═══ Fragmento del documento
Pero los suyos no lo recibieron…

Publicado el 12/18/2017

De nada valen pomposas teorías, clamorosas reuniones, el debate de candentes cuestiones. Para restaurar todo en Cristo, basta con dirigir nuestra mirada a la gruta de Belén. Yendo por ese camino, la sociedad será feliz.

 


 

El misterio de Belén, que estamos a punto de conmemorar, ofrece las pruebas más indiscutibles sobre el verdadero Salvador; Salvador hoy como hace diecinueve siglos; Salvador aquí como en Belén; Salvador único, eterno, universal, que ha renovado la faz de la tierra, y ha restablecido con Dios y entre los hombres toda relación individual y social.
══════
═══ Material
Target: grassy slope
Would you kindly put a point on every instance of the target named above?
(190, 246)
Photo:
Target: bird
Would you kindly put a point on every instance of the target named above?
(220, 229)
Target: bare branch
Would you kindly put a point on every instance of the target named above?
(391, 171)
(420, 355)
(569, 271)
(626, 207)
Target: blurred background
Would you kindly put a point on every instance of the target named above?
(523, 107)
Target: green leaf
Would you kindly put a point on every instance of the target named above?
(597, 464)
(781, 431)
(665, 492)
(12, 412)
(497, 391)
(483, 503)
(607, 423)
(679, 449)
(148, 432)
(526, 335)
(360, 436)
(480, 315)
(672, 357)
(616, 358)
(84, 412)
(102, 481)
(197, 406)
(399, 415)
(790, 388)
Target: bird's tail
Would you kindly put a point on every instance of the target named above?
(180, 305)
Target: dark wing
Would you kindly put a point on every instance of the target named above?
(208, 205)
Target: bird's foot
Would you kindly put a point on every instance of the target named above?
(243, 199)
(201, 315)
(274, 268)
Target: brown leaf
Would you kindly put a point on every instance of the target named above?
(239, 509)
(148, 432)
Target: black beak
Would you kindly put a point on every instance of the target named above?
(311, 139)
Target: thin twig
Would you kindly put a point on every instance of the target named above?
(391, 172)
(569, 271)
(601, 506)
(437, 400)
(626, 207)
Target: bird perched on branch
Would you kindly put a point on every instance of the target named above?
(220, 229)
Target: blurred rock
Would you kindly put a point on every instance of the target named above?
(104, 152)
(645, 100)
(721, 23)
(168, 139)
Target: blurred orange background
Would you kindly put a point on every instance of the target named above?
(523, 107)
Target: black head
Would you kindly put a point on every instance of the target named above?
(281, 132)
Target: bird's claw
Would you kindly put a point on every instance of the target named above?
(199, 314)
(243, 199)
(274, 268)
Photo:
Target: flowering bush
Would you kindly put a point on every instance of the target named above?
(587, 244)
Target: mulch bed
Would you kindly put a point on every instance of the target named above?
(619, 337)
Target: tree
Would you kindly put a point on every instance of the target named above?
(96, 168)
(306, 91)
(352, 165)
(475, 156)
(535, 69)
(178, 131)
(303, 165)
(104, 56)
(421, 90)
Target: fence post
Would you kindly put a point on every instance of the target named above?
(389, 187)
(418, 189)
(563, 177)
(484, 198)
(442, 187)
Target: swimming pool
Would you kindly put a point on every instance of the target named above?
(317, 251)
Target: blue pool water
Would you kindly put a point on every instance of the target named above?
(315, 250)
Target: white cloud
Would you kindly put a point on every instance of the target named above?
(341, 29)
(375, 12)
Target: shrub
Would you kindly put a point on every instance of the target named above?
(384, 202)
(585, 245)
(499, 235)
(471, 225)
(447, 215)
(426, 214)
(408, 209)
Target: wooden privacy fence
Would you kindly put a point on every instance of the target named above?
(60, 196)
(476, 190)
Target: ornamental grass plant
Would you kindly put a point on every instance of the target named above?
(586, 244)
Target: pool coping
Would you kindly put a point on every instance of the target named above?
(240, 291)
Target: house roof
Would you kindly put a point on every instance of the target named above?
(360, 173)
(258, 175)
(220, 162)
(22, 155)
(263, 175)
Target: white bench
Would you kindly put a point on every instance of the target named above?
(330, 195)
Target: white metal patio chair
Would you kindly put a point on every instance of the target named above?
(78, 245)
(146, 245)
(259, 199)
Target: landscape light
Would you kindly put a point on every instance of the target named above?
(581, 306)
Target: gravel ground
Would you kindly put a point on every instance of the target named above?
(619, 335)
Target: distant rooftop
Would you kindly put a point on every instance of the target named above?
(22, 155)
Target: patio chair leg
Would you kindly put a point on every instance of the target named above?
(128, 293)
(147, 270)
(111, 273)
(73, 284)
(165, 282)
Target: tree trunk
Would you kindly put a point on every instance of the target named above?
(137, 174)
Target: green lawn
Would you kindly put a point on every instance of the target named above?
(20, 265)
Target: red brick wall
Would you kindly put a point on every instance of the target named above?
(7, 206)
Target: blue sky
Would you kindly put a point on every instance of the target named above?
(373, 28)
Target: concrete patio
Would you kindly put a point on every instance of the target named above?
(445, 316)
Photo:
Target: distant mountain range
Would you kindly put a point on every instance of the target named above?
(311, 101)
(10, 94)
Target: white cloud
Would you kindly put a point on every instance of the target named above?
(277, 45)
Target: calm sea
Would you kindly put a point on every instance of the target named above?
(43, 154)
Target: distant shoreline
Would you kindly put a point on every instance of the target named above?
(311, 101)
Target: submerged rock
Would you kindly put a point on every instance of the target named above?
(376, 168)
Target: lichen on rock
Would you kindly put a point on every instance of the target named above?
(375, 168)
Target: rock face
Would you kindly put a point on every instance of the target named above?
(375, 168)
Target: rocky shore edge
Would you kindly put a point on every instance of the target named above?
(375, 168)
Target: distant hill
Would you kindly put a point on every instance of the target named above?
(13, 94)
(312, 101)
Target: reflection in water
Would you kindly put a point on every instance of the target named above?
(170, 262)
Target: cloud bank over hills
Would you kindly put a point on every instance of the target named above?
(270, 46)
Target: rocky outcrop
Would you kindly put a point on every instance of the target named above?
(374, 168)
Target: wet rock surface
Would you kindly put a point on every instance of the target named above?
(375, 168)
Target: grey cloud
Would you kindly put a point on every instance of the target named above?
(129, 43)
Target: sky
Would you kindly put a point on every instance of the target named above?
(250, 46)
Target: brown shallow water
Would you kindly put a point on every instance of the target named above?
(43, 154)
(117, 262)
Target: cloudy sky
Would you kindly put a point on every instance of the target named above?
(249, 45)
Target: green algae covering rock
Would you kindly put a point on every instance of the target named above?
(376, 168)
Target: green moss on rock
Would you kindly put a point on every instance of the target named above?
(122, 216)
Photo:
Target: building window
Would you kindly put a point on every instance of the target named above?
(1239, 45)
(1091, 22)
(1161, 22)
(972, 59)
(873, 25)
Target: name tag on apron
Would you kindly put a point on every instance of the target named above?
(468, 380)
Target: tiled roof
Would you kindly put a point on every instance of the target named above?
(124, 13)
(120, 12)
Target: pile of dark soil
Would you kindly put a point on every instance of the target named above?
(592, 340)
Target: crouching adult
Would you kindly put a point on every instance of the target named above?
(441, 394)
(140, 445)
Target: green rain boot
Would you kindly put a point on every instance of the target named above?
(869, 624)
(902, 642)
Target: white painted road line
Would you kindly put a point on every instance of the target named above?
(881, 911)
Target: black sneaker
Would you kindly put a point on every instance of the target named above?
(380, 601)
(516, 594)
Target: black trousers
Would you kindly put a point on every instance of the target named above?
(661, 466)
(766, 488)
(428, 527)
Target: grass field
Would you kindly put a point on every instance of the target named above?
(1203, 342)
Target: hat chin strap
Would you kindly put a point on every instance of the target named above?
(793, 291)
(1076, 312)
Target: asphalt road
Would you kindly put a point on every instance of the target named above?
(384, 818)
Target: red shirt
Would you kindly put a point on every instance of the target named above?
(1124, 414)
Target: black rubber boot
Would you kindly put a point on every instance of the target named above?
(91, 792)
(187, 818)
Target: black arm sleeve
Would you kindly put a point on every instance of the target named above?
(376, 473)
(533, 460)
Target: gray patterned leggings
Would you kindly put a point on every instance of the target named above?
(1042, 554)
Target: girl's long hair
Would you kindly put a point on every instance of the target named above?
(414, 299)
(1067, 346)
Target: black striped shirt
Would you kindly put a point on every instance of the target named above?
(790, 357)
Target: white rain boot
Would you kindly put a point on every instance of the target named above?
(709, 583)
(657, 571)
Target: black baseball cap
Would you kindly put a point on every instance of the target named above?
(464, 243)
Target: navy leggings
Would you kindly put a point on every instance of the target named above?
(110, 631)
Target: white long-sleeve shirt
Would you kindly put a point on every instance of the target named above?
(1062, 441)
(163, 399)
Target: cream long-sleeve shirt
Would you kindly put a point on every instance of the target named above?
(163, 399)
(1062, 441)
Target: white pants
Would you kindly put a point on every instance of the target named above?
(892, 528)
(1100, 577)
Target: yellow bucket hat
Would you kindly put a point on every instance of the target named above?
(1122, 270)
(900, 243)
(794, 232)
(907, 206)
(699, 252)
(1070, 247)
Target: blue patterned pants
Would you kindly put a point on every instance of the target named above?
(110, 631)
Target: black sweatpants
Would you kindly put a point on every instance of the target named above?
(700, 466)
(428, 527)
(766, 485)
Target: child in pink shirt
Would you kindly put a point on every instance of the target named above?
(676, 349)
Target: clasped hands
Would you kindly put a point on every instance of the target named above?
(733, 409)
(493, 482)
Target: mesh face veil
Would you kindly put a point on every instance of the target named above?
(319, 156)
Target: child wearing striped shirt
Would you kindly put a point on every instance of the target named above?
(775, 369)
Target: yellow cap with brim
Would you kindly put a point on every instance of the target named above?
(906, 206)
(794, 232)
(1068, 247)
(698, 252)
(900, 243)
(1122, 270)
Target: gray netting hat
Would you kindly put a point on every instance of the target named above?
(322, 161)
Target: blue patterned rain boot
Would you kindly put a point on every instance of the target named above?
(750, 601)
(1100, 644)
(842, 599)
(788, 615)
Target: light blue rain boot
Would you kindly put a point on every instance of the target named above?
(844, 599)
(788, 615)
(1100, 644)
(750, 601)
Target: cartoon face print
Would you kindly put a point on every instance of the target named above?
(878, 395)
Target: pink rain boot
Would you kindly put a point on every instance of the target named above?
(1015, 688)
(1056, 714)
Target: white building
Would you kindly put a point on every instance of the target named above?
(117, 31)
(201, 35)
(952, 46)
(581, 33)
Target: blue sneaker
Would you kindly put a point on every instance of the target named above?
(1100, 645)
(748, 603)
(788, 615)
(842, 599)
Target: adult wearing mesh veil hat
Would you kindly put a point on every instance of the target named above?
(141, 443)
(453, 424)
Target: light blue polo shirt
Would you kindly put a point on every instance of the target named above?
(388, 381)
══════
▶ [Ejercicio escrito 1]
Por favor, transcribe literalmente la parte del fragmento que empieza con las palabras que contienen "Publicado el 12/18/2017" y termina con "individual y social.".
▶ [Ejercicio escrito 2]
Enumera todas las líneas de las entradas que contengan la cadena "light", copiándolas tal cual y distinguiendo entre mayúsculas y minúsculas.
Las entradas no guardan ninguna relación con el fragmento.

▶ [Solución completa 1]
Publicado el 12/18/2017

De nada valen pomposas teorías, clamorosas reuniones, el debate de candentes cuestiones. Para restaurar todo en Cristo, basta con dirigir nuestra mirada a la gruta de Belén. Yendo por ese camino, la sociedad será feliz.

 


 

El misterio de Belén, que estamos a punto de conmemorar, ofrece las pruebas más indiscutibles sobre el verdadero Salvador; Salvador hoy como hace diecinueve siglos; Salvador aquí como en Belén; Salvador único, eterno, universal, que ha renovado la faz de la tierra, y ha restablecido con Dios y entre los hombres toda relación individual y social.

▶ [Solución completa 2]
Target: landscape light
Target: light blue rain boot
Target: light blue polo shirt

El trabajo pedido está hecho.